Exercise requirements:
Reproduce only the lines of the material below that start at the line containing "drop a dot on every instance of the hard hat" and stop at the line containing "drop a dot on every instance of the woman". Keep both end lines.

===============

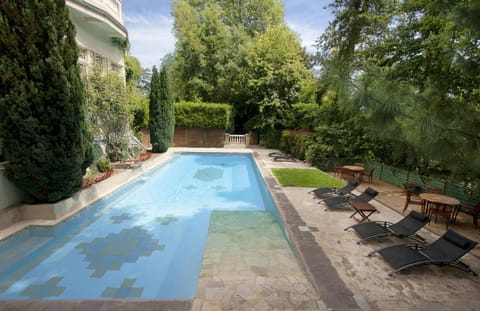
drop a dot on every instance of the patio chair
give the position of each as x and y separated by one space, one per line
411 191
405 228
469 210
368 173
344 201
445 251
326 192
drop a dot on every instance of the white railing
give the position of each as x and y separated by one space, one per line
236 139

===============

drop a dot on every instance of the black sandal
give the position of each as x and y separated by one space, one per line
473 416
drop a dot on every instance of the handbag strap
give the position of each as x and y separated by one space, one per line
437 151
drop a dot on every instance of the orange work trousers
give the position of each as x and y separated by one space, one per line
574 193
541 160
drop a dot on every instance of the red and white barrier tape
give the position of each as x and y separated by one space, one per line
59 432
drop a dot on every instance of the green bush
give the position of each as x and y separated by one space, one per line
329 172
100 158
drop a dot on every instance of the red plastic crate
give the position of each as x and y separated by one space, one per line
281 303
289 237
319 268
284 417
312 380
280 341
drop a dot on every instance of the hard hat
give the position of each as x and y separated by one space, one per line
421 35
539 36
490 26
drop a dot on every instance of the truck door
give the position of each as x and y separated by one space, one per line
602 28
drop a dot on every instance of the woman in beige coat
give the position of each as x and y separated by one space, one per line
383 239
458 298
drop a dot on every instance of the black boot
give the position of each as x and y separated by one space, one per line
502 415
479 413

===============

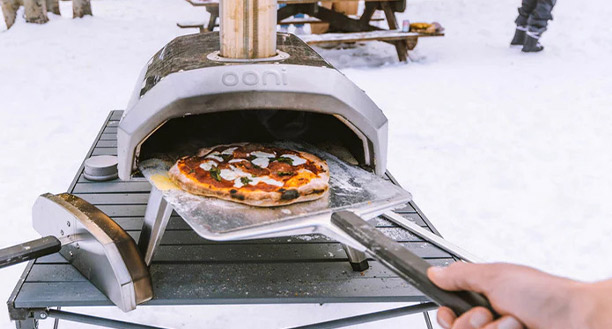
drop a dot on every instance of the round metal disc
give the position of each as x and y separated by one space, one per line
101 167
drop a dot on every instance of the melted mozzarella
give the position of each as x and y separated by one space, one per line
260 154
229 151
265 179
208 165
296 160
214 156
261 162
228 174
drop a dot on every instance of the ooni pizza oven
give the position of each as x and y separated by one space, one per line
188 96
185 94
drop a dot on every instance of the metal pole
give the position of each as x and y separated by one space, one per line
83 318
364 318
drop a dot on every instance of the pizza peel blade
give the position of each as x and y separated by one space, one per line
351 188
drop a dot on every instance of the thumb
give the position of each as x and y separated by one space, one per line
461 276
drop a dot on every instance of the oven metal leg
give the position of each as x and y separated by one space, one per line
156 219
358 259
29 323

===============

Task result:
drop a dot on every instance of the hard hat
give the position of each as x and y separated by one space, one per line
421 35
539 36
490 26
drop a dot on every instance of the truck door
give the position of each as x and y separated by one space, one per line
602 28
drop a dot on every instance of the woman in beige coat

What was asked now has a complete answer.